== Segment start ==

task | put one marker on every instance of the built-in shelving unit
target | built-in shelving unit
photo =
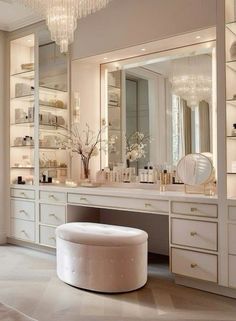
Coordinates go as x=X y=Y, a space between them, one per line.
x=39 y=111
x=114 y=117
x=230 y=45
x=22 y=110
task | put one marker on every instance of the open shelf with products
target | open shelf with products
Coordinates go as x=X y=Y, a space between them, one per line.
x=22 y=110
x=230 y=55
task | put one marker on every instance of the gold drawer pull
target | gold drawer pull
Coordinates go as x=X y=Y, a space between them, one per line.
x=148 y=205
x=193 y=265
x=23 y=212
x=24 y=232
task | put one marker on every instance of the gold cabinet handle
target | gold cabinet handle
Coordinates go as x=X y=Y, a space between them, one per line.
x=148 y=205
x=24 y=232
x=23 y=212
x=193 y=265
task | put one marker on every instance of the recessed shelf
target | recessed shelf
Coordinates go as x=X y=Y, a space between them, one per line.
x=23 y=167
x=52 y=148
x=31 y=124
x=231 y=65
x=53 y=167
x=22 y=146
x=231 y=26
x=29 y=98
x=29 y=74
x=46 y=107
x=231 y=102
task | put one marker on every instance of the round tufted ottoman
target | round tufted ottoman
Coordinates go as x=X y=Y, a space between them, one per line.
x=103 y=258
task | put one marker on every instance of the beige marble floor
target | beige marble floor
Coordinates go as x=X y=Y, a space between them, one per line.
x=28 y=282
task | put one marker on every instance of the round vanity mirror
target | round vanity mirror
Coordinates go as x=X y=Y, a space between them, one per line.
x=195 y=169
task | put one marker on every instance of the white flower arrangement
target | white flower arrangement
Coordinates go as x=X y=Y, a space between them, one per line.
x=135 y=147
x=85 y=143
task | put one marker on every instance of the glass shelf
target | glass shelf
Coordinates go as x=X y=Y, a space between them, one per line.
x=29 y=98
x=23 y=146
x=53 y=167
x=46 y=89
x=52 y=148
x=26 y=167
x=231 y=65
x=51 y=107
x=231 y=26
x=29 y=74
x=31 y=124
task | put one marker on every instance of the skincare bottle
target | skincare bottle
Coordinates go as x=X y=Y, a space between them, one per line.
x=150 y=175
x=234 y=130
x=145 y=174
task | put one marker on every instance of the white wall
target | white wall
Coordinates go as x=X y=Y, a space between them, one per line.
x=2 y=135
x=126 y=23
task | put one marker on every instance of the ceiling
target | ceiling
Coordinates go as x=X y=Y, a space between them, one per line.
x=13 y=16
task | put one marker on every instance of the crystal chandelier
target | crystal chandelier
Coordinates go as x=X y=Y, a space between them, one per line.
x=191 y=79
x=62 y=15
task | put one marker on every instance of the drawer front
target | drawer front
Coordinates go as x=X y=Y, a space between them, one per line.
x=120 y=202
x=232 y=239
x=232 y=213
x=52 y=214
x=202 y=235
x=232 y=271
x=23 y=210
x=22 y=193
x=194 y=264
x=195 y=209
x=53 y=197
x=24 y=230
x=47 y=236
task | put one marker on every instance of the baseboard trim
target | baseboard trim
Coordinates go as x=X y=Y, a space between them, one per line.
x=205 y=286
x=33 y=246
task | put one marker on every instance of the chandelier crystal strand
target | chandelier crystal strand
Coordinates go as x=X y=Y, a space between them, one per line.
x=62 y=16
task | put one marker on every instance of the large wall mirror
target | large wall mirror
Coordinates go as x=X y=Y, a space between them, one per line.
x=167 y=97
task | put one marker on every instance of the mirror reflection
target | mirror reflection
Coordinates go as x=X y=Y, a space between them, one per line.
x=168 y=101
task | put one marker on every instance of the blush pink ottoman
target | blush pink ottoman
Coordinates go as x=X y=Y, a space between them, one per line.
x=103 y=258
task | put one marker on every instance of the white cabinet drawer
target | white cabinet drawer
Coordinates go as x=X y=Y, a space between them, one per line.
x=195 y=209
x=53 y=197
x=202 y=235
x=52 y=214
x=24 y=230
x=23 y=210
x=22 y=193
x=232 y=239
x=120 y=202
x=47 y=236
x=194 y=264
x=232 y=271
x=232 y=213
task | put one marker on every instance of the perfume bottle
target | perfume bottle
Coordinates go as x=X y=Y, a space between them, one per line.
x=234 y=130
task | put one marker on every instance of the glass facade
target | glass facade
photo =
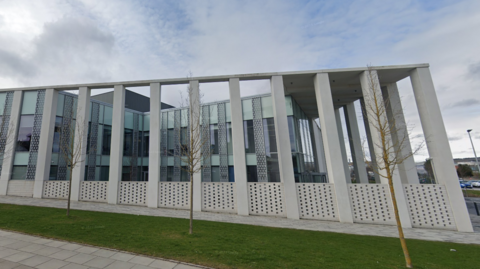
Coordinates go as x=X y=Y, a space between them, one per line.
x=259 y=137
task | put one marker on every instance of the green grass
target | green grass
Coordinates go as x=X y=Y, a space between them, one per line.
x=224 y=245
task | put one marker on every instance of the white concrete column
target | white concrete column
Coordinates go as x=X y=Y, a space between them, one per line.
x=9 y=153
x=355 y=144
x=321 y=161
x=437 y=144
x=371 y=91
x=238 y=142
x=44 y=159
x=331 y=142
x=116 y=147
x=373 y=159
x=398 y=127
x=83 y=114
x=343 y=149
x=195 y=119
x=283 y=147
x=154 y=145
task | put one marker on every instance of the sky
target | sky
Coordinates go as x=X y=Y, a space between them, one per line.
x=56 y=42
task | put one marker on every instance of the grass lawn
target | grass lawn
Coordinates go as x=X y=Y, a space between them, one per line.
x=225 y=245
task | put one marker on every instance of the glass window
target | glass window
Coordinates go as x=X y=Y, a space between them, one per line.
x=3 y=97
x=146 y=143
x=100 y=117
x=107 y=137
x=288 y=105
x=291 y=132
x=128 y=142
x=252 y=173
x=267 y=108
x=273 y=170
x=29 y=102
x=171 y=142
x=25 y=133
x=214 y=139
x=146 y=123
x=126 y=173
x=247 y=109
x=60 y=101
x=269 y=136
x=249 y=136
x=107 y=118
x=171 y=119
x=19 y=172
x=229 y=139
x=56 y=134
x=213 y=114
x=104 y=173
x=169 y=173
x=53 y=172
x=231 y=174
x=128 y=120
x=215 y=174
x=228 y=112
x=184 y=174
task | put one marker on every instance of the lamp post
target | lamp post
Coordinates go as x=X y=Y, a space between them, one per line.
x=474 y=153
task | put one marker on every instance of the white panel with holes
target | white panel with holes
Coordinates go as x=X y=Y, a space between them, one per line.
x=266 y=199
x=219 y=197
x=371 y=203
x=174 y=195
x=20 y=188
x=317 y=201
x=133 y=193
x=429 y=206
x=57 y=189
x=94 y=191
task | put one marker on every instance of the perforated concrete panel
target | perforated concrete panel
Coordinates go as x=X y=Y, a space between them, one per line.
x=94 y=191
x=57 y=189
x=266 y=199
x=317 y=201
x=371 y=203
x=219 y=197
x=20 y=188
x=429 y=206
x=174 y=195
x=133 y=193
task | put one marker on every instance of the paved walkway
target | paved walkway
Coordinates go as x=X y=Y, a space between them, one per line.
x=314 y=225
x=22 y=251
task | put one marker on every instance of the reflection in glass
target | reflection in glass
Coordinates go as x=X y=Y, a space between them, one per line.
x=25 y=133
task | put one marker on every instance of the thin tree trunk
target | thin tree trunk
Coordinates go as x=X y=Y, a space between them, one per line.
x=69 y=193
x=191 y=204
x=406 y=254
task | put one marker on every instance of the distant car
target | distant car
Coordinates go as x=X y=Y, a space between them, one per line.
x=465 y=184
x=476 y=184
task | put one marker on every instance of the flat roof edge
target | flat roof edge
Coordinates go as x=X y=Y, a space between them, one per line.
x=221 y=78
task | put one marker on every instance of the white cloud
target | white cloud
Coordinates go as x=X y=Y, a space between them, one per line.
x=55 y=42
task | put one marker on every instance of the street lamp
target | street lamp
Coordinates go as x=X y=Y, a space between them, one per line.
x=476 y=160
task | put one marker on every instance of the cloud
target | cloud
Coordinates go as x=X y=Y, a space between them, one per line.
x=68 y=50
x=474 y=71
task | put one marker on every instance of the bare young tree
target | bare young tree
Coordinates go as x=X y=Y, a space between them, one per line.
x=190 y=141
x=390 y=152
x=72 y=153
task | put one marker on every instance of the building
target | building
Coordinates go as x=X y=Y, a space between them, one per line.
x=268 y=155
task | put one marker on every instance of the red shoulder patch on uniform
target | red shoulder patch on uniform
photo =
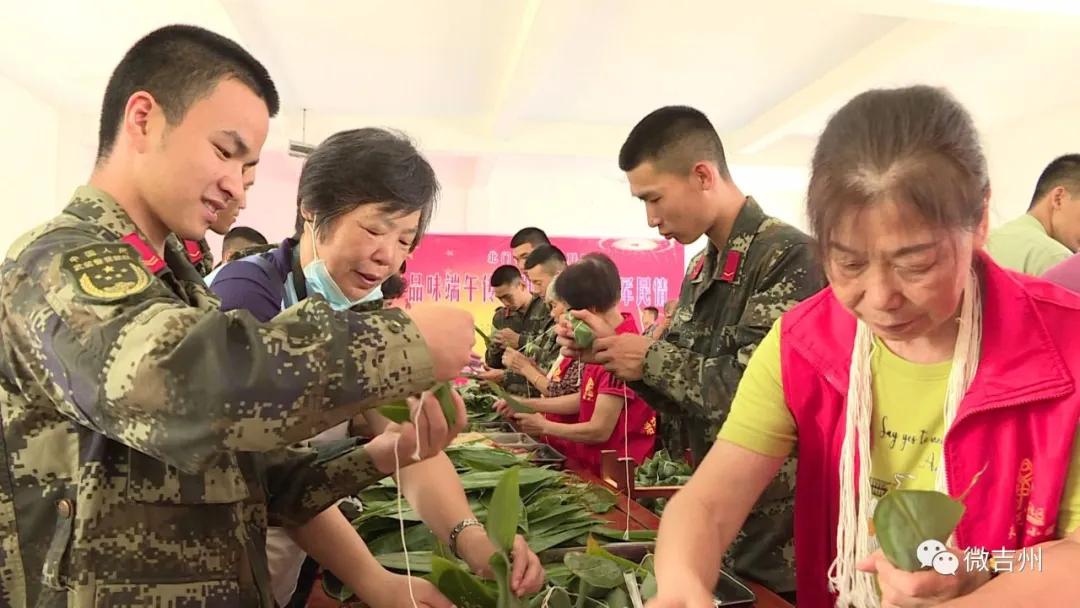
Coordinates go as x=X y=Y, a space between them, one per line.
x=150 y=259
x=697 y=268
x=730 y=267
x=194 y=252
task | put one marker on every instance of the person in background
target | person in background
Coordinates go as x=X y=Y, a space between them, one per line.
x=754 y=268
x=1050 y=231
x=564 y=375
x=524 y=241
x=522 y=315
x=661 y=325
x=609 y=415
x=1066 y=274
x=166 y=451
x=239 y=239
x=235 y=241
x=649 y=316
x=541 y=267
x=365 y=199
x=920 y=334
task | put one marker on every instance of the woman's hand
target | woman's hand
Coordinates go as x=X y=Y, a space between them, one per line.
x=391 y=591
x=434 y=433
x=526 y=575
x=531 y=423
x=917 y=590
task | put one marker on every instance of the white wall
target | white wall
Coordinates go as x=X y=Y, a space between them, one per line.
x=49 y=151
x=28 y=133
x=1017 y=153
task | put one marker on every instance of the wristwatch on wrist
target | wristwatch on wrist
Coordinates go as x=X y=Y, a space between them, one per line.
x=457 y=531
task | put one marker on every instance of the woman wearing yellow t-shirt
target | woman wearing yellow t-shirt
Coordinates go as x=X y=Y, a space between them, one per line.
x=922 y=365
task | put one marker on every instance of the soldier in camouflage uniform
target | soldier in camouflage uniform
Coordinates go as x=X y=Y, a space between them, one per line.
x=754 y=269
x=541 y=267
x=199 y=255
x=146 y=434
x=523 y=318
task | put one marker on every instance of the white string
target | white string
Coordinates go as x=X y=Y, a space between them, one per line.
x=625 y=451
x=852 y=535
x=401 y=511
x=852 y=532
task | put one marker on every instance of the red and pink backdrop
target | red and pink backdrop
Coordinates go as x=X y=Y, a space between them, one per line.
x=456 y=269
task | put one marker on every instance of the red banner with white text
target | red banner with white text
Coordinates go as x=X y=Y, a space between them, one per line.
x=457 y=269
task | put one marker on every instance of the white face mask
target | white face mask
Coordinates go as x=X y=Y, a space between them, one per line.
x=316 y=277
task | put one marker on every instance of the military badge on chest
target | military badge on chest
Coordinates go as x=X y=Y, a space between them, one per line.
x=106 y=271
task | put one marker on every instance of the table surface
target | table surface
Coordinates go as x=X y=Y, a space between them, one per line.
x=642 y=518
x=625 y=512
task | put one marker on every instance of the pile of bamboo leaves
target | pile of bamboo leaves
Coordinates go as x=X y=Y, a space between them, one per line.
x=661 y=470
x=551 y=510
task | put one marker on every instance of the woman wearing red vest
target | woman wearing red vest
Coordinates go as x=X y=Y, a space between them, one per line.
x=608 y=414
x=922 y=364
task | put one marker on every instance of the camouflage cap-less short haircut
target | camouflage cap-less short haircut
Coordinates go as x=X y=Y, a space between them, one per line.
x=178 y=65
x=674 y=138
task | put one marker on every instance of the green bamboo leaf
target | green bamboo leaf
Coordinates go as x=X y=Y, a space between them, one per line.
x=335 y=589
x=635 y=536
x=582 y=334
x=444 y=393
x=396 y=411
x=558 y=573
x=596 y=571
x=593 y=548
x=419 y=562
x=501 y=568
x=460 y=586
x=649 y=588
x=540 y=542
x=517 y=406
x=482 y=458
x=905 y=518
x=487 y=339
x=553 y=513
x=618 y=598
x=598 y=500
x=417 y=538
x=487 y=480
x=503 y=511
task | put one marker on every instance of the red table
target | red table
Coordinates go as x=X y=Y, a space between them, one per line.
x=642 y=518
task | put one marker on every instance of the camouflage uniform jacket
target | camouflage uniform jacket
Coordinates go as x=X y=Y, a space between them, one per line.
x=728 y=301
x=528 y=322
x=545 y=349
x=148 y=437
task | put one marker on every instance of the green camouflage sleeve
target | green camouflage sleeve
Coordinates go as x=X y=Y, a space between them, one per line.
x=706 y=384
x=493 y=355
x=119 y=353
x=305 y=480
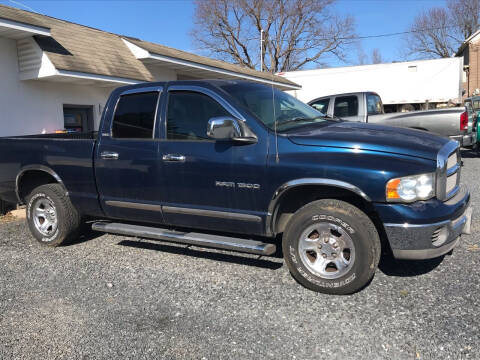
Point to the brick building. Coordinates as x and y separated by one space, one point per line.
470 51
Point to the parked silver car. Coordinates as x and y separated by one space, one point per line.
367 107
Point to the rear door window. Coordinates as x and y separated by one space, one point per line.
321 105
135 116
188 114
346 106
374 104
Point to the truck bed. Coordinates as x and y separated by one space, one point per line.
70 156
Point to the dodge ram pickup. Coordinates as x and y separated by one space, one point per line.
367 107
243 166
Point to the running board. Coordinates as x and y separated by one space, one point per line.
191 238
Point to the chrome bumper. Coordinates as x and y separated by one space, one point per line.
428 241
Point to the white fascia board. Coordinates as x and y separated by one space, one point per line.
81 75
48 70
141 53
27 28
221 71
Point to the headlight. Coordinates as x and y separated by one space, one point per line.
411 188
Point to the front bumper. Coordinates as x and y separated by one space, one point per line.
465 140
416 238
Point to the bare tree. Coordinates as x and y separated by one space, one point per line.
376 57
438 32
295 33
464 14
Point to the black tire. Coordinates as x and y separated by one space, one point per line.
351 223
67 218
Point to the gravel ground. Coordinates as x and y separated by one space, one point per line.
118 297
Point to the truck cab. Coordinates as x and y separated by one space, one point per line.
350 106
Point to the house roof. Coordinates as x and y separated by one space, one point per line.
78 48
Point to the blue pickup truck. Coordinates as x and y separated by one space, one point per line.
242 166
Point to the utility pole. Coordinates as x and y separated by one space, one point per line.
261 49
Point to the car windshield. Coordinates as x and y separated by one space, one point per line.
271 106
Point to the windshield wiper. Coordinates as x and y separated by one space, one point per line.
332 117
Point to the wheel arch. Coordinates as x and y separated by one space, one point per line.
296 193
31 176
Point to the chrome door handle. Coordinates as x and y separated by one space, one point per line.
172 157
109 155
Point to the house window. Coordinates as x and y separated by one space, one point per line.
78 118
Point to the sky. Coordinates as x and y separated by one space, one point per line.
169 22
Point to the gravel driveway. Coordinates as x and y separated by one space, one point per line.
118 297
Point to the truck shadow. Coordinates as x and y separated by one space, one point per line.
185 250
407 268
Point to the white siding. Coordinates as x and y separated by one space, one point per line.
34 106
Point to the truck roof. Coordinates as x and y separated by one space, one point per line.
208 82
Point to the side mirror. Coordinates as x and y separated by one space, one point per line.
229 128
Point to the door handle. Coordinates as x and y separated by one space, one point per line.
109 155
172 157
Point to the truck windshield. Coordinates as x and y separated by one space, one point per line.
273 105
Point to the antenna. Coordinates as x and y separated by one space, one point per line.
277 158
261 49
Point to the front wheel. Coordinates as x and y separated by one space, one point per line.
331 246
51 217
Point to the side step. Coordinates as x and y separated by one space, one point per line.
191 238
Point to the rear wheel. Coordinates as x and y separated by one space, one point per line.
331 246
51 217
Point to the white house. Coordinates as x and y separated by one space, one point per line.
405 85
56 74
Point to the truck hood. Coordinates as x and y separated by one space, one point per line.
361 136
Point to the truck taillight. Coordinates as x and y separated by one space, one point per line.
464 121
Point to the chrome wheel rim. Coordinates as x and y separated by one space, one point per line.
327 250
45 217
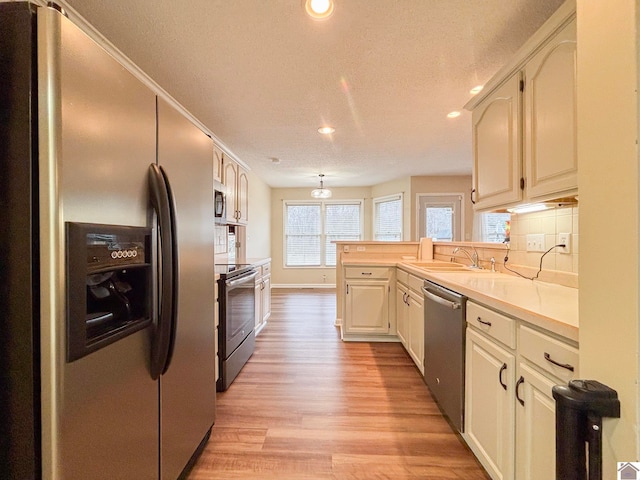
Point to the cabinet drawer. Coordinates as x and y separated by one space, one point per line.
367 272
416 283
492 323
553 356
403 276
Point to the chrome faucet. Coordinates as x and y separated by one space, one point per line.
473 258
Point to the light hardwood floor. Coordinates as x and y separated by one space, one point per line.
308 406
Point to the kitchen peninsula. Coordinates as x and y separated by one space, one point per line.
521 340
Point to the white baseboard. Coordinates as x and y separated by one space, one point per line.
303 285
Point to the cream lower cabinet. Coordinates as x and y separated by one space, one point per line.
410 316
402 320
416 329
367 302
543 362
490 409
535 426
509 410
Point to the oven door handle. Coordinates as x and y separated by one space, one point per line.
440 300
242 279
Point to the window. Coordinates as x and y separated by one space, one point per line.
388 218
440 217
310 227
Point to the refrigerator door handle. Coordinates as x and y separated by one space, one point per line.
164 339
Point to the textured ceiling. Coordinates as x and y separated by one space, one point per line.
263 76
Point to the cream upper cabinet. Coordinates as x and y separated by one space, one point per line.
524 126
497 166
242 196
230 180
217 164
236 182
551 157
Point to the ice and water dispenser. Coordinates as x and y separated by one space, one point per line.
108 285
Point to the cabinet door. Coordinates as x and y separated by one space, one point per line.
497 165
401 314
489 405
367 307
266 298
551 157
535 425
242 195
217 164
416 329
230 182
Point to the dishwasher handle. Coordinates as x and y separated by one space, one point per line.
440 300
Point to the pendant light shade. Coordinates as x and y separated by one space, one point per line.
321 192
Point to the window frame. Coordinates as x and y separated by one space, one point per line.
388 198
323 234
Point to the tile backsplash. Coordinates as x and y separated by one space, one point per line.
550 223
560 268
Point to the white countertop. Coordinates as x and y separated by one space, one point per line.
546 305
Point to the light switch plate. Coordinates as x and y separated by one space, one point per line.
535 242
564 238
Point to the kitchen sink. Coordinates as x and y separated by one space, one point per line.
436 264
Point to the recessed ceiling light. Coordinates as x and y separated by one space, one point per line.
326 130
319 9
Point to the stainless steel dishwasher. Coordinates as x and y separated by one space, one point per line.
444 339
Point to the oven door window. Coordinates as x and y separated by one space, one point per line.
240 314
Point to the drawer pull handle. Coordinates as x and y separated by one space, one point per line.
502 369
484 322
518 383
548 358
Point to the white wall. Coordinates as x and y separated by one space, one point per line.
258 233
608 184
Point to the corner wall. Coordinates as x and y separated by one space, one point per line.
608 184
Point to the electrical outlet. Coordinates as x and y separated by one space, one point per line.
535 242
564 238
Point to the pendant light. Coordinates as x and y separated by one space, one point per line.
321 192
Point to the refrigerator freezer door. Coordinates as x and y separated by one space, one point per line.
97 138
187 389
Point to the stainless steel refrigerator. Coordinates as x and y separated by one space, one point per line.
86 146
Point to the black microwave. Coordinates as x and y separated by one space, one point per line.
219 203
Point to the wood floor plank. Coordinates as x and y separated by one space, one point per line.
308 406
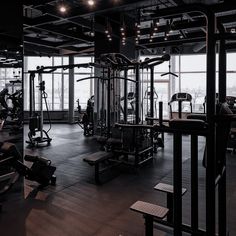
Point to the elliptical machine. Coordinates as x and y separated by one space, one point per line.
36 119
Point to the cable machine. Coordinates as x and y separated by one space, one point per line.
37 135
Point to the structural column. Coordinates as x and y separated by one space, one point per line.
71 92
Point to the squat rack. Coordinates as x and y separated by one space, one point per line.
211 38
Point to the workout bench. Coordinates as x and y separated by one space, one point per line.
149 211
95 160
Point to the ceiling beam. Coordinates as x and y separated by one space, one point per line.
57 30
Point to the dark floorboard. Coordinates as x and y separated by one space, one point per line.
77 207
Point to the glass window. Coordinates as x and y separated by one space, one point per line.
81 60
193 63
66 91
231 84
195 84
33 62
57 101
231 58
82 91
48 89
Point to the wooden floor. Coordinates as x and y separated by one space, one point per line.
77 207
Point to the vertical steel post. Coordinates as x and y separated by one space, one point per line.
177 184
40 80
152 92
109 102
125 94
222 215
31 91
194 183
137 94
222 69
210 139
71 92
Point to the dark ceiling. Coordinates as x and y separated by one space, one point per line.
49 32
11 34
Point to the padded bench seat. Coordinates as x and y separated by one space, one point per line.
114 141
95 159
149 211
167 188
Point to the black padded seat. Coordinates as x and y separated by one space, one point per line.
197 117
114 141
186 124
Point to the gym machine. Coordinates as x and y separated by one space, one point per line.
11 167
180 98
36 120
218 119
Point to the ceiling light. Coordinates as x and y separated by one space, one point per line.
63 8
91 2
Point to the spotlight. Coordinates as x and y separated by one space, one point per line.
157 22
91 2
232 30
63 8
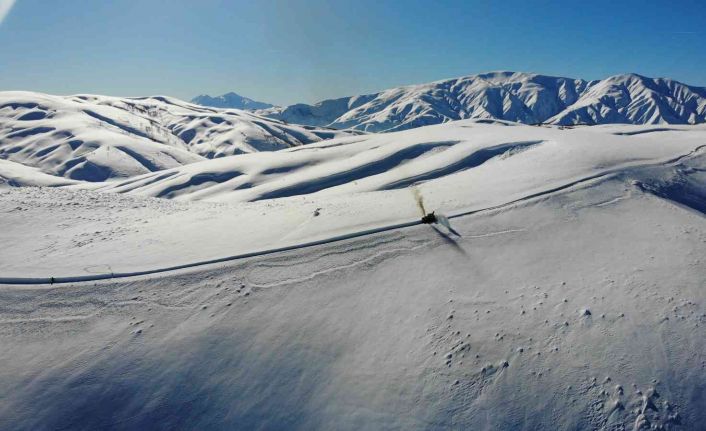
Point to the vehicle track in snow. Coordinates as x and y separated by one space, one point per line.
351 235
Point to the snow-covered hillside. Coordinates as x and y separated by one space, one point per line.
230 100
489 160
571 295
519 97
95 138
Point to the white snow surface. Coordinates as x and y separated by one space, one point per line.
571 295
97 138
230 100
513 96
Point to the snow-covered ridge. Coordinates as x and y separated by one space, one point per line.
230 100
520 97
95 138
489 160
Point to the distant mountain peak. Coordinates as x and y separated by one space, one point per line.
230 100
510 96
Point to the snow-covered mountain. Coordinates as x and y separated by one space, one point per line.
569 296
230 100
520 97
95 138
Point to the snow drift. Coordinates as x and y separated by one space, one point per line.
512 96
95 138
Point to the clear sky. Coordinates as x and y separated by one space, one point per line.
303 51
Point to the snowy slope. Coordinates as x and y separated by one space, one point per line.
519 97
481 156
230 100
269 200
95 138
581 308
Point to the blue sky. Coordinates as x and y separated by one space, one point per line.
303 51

== Segment end ==

◆ Try it
In the records above, how many lines include "blush"? Answer with the number alone.

◆ Output for this task
2